● **Task description**
Your output should contain every record, unchanged.
Segment Start: Supplied records
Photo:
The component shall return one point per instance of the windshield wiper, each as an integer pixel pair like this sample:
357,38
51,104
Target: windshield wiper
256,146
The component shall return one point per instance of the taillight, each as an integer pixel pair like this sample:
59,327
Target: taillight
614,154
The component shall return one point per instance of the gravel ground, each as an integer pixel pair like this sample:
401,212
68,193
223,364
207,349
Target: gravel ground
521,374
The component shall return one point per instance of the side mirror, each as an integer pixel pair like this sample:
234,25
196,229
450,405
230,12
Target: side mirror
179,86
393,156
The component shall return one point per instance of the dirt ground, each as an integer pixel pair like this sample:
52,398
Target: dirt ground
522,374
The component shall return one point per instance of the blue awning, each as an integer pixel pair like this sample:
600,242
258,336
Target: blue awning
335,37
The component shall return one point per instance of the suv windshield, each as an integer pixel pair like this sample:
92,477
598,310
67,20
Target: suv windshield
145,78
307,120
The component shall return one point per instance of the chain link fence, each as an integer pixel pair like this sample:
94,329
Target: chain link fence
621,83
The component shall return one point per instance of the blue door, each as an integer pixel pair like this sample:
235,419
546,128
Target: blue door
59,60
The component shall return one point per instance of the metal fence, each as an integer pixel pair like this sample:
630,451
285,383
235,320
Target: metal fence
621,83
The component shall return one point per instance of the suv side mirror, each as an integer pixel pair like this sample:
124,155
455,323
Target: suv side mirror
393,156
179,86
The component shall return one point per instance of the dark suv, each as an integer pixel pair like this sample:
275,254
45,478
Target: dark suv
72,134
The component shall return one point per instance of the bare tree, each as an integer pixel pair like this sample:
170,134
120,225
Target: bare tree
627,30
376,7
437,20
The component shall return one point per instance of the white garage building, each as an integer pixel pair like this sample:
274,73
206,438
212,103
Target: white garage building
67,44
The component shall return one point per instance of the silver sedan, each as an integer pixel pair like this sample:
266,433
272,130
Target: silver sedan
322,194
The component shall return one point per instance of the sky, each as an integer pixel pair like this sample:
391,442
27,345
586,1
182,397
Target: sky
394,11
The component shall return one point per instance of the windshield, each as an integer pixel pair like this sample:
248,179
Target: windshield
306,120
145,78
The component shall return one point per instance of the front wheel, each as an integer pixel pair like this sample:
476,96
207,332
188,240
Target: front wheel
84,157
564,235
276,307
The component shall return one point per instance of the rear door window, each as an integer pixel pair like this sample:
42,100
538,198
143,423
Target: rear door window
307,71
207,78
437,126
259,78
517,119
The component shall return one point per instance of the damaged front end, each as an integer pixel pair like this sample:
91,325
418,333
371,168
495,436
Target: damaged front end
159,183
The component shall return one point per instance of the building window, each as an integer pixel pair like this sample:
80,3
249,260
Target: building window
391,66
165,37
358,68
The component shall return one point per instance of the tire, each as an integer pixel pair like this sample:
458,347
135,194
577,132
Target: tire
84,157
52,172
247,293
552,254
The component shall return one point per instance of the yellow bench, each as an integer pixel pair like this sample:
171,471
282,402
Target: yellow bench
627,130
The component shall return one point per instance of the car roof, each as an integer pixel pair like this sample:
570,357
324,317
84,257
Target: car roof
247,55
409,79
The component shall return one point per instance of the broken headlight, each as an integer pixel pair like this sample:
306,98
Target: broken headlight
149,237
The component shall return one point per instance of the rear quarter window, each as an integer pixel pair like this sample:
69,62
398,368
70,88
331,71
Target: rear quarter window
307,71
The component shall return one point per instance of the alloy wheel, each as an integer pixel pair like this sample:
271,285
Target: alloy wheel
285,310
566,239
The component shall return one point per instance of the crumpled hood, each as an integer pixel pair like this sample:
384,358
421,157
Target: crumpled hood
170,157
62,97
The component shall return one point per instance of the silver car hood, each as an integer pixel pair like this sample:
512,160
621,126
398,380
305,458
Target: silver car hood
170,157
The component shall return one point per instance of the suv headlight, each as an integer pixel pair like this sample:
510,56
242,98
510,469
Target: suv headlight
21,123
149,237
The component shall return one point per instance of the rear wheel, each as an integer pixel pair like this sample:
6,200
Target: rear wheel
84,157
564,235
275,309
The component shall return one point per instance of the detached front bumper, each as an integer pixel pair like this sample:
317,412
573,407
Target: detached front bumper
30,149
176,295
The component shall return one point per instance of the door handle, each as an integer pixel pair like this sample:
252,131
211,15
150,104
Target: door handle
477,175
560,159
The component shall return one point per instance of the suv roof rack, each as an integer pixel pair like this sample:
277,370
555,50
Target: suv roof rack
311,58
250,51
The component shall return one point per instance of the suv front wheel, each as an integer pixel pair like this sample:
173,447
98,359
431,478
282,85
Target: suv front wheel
Segment End: Supplied records
● **Answer space**
Photo:
The component shall return one point per instance of the windshield wiper, each as an integer pixel pair like this sample:
357,38
51,104
Target: windshield wiper
256,146
The component shall return one point per instance of the taillight, each as an integer pixel pair like this sample:
59,327
Target: taillight
614,154
The component shall return one point per instance of the gravel ground, each as an integer pixel pair like this sample:
401,212
68,193
223,364
207,349
Target: gravel ground
521,374
The component shall return one point per instance of the side mirror, each as an integer pixel pair like this sample:
234,25
196,229
450,405
230,12
Target: side mirror
179,86
393,156
The component shall return one point per instance of the dirt ground, each as an integer pixel pair like this sample:
52,398
Target: dirt ground
522,374
The component shall return one point per instance of the blue awning, each as an integer pixel pair like this sample:
600,242
258,336
Target: blue awning
335,37
The component shall return one point per instance of the suv windshield, each as an integer pixel pair like this sample:
92,477
598,310
67,20
Target: suv windshield
145,78
307,120
The component shall return one point per instance of the chain link fence, each as an integer pixel pair like this sample:
94,329
Target: chain link fence
621,83
The component shall return one point per instance of the blue door, each as an integer pixel pair like this sample:
235,419
546,128
Target: blue door
59,60
The component shall return one point per instance of the metal fence, each as an integer pixel pair like this sample:
630,451
285,383
235,320
Target: metal fence
621,83
The component shall return one point per instance of the suv side mirror, each as an integer pixel pair like this sample:
124,155
455,323
Target: suv side mirror
393,156
179,86
The component shall return one point per instance of the dark suv, each as an integer pixel pair like this sample:
275,254
45,478
Target: dark suv
72,134
The component shall return one point per instance of the bare tree, each as an integer pixel pair like this sample:
170,134
120,225
Target: bare tree
627,30
376,7
437,20
The component shall return one point per instance of the white garage building, each as an integer pixel pair like this sample:
274,73
206,438
212,103
Target: white garage building
67,44
The component shall return one point per instance of the silver sedan, each as an integer pixel pair like this sample:
266,433
272,130
Target: silver sedan
322,194
The component shall return one point per instance of the sky, each as an integer pixel pair like this sample:
391,442
27,345
586,1
182,397
Target: sky
394,11
The component shall return one point per instance of the windshield, each as an integer pixel pair like this sample:
248,179
Target: windshield
306,120
145,78
The component shall return one point per instance of the front wheel, each as an integer pixel pair like this sample:
476,96
207,332
188,240
Target: front wheel
84,157
564,235
276,307
The component shall return one point per instance of the rear door window, each as an integer pixel pair like this sample:
42,100
538,198
143,423
Target: rear door window
307,71
207,78
437,126
259,78
517,119
The component shall return one point per instance of the damaged front end, each as an integer pixel pair like this sample:
91,325
418,333
371,168
495,436
Target: damaged front end
159,183
The component shall return one point per instance of the building window, each as an integer pixel pair like this sample:
80,3
249,260
Target: building window
391,66
165,37
358,68
The component shall return one point per instance of the tire, each as an integer pixel pair like this sample:
458,347
135,194
577,132
Target: tire
84,157
52,172
247,293
552,254
The component shall return one point per instance of the yellow bench, each as an integer pixel pair like this sample:
171,471
282,402
Target: yellow bench
627,130
The component shall return one point per instance of the car roof, each as an integer pixel pair like this sample:
570,357
324,317
84,257
Target: car roof
247,55
409,79
The component shall return one point per instance of the broken headlight, each as an integer pixel pair like this sample:
306,98
Target: broken headlight
149,237
The component shall return one point per instance of the rear quarter window, each as an integer pixel pair like this sample:
69,62
398,368
70,88
331,71
Target: rear quarter window
307,71
The component shall return one point per instance of the alloy wheel, each as an integer pixel pair like this sample:
271,285
Target: alloy wheel
285,310
566,239
The component shall return one point per instance of the crumpled hood, each as an integer pixel pair like this sample:
384,358
421,157
Target: crumpled hood
170,157
62,97
The component shall return one point per instance of the silver car hood, each as an integer pixel pair like this sample:
512,160
621,126
398,380
305,458
Target: silver car hood
170,157
The component shall return one point per instance of the suv headlight, each as an integer pixel pair like this sample:
510,56
242,98
510,469
Target: suv headlight
21,123
149,237
The component shall return one point per instance of the rear wheel, each as an integer pixel pair like this sample:
6,200
Target: rear wheel
84,157
564,235
275,309
The component shall return one point per instance of the detached front bumper, each as an integer pixel pair like this sample:
317,412
573,407
Target: detached front bumper
30,149
176,295
The component shall return one point per instance of the door handle, each as an integer pixel pair like this sample:
252,131
211,15
150,104
Target: door handle
477,175
560,159
The component shall return one point per instance of the suv roof rack, each as an integer pixel pair like this sample:
277,370
555,50
Target: suv roof rack
311,58
250,51
The component shall return one point per instance of the suv front wheel, each as an integer pixel pair like this sample:
173,447
98,359
431,478
282,85
Target: suv front wheel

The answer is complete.